> **WORK TASK A**:
From the esketamine summary, set down the passage that runs from "The analysis pooled" up to and including "related perioperative measures.", word for word.
> **WORK TASK B**:
Please answer these questions from the esketamine summary, one answer per line, marked the same way:
(i) Which databases did the searches cover?
(ii) In which subgroups did the analyses show no measurable benefit?
(iii) What were the primary outcomes?

*** Opening SOURCE TEXT ***

Esketamine and Perioperative Anxiety: Meta-Analysis Findings

Key Takeaways
- Esketamine was associated with lower perioperative anxiety than control across the pooled randomized evidence in anesthetized adults.
- Between-study heterogeneity was substantial, and subgroup analyses did not show measurable benefit in adults younger than 40 years, abdominal operations, or spinal anesthesia.
- No statistically significant differences were reported for sleep parameters, pain relief, surgical or anesthetic duration, intraoperative metrics, or adverse-event rates, and the authors concluded that further high-quality trials are needed.
The analysis pooled randomized controlled trials in anesthetized adults comparing esketamine with control interventions for perioperative anxiety-related outcomes. Searches covered PubMed, Embase, the Cochrane Library, and Web of Science, and the investigators used Review Manager 5.4 and Stata for the quantitative analyses. Included studies needed sufficient perioperative data for meta-analysis, limiting the dataset to trials that supported pooled estimates. Primary outcomes were changes in anxiety and depression scores, while sleep and pain scores plus perioperative data were secondary outcomes. The review centered on anxiety while also examining several related perioperative measures.

*** Closing SOURCE TEXT ***
*** Opening DATA EXCERPTS ***

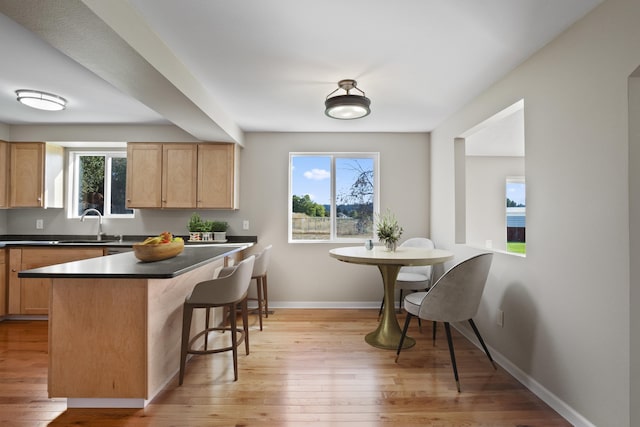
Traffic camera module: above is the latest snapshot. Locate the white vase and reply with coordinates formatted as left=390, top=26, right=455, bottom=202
left=384, top=240, right=397, bottom=252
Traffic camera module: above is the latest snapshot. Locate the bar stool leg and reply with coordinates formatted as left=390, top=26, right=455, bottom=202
left=256, top=276, right=264, bottom=330
left=262, top=273, right=269, bottom=318
left=229, top=304, right=238, bottom=381
left=178, top=304, right=193, bottom=385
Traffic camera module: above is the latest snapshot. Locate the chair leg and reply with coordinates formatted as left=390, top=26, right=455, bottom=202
left=178, top=304, right=193, bottom=385
left=262, top=273, right=269, bottom=318
left=204, top=307, right=211, bottom=350
left=229, top=304, right=238, bottom=381
left=396, top=312, right=413, bottom=363
left=444, top=322, right=460, bottom=393
left=240, top=298, right=249, bottom=355
left=469, top=319, right=498, bottom=370
left=433, top=320, right=438, bottom=346
left=256, top=277, right=263, bottom=330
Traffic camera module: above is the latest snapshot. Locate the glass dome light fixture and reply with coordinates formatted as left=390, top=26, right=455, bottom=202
left=16, top=89, right=67, bottom=111
left=324, top=79, right=371, bottom=120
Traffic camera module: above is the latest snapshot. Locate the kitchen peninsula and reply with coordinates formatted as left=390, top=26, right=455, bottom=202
left=19, top=243, right=251, bottom=408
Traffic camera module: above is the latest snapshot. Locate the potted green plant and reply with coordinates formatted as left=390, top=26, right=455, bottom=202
left=211, top=221, right=229, bottom=241
left=377, top=209, right=403, bottom=252
left=200, top=221, right=213, bottom=240
left=187, top=212, right=204, bottom=241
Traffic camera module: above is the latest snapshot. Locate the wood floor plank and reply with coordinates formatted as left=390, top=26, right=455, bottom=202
left=0, top=309, right=570, bottom=427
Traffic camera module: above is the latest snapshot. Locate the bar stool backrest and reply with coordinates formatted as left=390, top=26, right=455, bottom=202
left=186, top=255, right=255, bottom=304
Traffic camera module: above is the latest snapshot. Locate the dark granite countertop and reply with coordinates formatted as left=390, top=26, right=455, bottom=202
left=18, top=243, right=251, bottom=279
left=0, top=234, right=258, bottom=248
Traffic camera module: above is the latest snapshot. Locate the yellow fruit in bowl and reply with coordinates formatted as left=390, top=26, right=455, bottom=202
left=133, top=231, right=184, bottom=262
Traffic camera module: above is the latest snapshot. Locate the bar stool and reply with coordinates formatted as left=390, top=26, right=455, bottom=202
left=250, top=245, right=273, bottom=330
left=179, top=256, right=255, bottom=385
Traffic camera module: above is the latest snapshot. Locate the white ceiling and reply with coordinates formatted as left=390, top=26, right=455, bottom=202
left=0, top=0, right=601, bottom=141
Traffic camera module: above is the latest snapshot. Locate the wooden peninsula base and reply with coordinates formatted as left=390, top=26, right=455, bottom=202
left=21, top=244, right=248, bottom=408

*** Closing DATA EXCERPTS ***

> **EXPECTED OUTPUT A**:
The analysis pooled randomized controlled trials in anesthetized adults comparing esketamine with control interventions for perioperative anxiety-related outcomes. Searches covered PubMed, Embase, the Cochrane Library, and Web of Science, and the investigators used Review Manager 5.4 and Stata for the quantitative analyses. Included studies needed sufficient perioperative data for meta-analysis, limiting the dataset to trials that supported pooled estimates. Primary outcomes were changes in anxiety and depression scores, while sleep and pain scores plus perioperative data were secondary outcomes. The review centered on anxiety while also examining several related perioperative measures.

> **EXPECTED OUTPUT B**:
(i) PubMed, Embase, the Cochrane Library, and Web of Science
(ii) Adults younger than 40 years, abdominal operations, and spinal anesthesia
(iii) Changes in anxiety and depression scores